** HOW TO COMPLETE THIS TASK **
What is the number of lines in the data that include the string "building"? Give it by itself.

# # # #

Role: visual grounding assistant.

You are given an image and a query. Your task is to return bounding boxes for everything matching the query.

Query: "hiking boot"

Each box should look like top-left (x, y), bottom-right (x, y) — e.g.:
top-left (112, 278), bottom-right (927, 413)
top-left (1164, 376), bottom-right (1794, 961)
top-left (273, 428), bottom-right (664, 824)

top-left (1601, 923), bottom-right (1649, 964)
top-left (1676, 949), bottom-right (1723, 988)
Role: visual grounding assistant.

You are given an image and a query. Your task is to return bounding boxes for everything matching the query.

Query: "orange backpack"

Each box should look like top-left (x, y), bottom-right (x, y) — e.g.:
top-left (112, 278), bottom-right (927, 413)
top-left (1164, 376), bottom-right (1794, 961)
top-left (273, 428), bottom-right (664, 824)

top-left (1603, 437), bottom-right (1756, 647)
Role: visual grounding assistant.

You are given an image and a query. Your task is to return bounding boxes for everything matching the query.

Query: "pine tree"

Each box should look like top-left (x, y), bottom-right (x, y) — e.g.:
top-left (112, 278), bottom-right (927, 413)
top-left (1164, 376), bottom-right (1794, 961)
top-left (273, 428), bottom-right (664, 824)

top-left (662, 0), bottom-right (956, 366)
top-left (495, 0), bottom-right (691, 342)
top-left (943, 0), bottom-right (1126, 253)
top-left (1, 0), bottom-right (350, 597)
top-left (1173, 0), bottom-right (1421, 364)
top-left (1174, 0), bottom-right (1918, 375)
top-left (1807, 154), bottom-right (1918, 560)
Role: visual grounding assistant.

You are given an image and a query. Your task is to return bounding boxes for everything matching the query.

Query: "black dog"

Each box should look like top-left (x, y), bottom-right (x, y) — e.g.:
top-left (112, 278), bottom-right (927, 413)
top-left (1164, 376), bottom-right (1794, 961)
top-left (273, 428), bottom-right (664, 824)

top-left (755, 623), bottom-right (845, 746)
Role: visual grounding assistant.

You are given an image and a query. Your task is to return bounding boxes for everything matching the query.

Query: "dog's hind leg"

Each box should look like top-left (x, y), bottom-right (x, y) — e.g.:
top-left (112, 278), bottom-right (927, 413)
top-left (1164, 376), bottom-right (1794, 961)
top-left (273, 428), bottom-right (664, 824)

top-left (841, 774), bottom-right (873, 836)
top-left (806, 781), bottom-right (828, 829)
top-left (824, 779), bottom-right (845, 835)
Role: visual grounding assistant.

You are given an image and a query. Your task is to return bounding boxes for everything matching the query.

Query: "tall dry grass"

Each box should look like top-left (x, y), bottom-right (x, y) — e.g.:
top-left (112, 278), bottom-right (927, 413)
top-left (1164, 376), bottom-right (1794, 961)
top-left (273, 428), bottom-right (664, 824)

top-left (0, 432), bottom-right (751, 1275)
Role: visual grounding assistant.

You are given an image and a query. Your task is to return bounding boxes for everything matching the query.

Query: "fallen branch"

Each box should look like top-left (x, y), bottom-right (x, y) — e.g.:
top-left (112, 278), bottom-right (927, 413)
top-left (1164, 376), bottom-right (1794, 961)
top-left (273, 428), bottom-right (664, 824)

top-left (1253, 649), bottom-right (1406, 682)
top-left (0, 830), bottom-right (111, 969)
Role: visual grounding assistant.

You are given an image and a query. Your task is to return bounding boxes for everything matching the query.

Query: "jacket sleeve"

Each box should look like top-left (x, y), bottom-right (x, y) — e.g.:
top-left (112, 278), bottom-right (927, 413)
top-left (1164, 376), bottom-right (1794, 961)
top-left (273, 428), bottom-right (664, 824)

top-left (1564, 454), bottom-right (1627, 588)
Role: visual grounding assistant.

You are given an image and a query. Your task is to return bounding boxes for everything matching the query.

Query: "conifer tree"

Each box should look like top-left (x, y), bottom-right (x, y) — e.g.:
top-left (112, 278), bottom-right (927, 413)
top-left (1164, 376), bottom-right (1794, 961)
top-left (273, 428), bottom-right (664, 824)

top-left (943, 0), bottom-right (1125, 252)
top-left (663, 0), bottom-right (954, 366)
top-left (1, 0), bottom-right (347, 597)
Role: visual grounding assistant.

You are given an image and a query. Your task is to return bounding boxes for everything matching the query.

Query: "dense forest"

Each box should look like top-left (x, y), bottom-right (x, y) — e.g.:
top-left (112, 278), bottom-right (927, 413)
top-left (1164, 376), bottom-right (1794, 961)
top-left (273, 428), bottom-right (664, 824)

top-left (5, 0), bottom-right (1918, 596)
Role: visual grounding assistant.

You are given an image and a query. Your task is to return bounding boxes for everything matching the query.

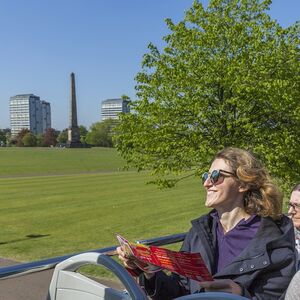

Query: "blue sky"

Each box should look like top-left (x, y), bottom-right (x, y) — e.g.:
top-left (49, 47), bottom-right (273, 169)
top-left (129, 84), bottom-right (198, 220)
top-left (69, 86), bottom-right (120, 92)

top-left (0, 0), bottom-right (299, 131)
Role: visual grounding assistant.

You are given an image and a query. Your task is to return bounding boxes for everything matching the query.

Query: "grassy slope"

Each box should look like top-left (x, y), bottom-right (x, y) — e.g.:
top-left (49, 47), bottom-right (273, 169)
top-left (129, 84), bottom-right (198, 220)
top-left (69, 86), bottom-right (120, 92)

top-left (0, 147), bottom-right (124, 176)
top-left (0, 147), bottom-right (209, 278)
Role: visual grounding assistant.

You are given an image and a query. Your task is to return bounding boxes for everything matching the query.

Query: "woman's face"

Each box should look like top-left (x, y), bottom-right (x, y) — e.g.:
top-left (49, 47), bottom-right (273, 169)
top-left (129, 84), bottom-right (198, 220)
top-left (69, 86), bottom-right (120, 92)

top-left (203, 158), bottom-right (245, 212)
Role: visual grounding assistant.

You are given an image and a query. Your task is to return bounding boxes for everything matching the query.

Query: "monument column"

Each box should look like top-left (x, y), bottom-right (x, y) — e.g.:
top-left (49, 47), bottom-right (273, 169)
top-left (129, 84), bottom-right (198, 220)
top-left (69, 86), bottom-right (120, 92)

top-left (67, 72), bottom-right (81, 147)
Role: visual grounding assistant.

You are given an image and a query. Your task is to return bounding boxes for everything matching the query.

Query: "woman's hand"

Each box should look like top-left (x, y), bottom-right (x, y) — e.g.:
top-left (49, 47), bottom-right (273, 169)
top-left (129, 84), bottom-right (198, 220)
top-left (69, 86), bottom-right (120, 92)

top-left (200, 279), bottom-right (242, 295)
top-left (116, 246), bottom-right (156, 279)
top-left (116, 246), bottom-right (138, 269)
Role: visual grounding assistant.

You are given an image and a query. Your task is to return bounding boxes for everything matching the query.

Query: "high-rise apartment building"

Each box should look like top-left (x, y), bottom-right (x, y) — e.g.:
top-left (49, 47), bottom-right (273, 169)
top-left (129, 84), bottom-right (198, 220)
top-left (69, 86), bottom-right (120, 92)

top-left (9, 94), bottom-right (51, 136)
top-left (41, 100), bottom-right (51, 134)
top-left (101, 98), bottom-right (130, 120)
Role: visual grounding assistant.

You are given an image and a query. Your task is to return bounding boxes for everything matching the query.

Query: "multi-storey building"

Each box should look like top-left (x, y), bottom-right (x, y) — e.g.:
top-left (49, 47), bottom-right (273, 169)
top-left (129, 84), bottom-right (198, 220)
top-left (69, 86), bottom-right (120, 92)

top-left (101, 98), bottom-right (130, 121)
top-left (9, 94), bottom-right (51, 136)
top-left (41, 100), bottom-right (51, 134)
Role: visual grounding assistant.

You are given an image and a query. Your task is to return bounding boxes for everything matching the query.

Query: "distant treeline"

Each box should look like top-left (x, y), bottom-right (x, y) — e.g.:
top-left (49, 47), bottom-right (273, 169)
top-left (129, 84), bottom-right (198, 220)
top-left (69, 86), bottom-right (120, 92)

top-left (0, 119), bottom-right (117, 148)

# # # #

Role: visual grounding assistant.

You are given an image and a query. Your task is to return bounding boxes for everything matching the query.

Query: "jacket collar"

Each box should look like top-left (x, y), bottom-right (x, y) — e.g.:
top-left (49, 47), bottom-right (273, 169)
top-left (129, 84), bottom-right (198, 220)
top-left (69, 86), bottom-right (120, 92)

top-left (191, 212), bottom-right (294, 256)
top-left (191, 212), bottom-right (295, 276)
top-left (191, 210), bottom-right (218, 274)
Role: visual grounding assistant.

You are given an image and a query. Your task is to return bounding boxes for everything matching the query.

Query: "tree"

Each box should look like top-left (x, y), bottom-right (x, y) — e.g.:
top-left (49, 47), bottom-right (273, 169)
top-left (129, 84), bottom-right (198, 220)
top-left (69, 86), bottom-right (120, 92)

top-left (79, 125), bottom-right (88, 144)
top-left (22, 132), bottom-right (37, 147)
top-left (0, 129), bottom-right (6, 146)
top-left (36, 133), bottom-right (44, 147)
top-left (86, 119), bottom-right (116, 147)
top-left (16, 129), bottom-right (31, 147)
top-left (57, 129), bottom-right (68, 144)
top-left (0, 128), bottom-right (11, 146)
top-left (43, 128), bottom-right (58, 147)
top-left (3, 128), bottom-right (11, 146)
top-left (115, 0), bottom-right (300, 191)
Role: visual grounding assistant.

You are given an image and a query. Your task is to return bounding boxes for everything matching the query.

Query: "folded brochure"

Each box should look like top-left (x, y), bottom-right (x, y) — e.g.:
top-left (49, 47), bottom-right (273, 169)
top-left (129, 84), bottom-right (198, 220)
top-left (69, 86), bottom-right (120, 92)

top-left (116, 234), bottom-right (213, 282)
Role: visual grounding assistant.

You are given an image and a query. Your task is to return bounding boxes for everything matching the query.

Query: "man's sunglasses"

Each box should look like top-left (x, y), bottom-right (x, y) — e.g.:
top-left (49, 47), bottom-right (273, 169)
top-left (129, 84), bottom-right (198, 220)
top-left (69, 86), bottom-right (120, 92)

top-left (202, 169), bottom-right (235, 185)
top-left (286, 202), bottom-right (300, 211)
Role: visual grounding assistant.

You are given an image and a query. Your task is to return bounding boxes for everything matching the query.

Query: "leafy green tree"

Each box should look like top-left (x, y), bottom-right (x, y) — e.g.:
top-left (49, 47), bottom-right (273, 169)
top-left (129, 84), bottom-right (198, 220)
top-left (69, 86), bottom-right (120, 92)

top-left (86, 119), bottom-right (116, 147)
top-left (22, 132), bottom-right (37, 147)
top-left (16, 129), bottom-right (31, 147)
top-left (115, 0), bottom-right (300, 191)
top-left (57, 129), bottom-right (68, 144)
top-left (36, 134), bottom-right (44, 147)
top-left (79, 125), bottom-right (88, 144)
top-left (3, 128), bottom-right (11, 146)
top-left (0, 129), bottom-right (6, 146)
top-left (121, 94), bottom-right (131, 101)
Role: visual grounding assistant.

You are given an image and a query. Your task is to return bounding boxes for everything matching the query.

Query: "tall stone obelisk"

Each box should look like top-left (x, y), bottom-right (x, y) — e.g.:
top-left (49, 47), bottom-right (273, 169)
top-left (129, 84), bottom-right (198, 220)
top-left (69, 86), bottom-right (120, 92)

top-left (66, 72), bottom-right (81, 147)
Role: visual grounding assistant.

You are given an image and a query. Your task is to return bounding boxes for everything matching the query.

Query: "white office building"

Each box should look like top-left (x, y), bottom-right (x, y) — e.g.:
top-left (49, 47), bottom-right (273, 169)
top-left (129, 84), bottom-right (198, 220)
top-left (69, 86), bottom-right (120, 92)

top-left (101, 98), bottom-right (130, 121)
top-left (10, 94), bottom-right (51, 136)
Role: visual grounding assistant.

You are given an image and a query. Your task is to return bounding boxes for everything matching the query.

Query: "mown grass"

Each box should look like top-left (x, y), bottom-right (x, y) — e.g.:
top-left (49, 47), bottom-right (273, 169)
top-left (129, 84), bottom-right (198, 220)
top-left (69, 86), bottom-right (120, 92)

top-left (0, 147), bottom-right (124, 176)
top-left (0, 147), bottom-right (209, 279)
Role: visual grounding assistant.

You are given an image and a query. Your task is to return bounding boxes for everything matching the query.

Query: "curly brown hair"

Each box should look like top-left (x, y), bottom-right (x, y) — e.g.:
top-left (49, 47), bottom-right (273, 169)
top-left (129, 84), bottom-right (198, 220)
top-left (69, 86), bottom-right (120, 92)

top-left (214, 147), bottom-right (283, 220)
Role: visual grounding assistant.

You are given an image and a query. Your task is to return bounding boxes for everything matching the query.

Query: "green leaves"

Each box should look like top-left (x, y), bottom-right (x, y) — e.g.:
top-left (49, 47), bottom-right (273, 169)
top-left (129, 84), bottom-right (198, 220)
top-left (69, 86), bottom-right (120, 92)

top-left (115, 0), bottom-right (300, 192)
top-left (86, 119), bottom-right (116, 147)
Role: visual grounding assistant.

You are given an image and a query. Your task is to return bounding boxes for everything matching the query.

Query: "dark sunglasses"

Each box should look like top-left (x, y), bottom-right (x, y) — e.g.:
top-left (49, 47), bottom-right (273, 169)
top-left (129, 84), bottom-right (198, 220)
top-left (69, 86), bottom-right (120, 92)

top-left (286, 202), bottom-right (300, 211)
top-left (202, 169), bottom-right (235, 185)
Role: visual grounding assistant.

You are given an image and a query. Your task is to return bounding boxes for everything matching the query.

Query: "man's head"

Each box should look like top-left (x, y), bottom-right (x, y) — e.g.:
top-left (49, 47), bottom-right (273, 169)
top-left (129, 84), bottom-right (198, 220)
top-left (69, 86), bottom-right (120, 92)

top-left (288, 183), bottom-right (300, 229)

# # # #

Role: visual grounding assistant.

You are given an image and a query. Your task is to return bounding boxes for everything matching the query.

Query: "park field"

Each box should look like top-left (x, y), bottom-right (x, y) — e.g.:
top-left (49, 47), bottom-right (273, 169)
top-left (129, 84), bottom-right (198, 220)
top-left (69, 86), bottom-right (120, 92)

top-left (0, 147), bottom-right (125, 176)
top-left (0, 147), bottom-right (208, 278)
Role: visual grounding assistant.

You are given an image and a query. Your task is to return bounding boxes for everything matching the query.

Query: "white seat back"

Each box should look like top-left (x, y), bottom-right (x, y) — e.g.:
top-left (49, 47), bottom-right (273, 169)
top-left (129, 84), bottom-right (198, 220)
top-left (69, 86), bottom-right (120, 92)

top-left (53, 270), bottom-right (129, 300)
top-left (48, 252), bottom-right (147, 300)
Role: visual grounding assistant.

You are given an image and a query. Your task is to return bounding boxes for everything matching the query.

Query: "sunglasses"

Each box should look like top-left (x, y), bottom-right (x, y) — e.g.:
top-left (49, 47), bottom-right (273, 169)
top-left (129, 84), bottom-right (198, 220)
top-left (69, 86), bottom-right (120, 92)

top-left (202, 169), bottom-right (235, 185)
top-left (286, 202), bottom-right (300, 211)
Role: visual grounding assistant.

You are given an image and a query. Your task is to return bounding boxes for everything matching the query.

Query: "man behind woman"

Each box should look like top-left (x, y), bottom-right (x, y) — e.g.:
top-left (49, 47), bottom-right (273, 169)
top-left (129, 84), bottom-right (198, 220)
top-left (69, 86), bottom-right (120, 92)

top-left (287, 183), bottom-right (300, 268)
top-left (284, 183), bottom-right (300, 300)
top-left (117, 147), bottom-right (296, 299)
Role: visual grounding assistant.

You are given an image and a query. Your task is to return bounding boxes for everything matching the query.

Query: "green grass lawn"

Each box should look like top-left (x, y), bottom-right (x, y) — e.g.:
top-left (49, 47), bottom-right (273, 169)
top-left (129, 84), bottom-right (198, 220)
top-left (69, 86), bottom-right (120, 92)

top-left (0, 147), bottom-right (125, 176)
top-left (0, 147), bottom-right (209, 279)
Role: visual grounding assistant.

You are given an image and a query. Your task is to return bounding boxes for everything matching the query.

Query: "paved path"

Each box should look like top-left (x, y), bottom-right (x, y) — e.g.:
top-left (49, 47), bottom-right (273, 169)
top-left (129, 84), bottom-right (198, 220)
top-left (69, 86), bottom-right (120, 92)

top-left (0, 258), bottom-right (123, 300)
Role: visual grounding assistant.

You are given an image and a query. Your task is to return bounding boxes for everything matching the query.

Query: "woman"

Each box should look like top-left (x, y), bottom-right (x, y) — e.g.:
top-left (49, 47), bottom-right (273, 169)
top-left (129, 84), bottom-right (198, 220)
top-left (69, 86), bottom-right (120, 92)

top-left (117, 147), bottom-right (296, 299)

# # # #

** REPLY **
3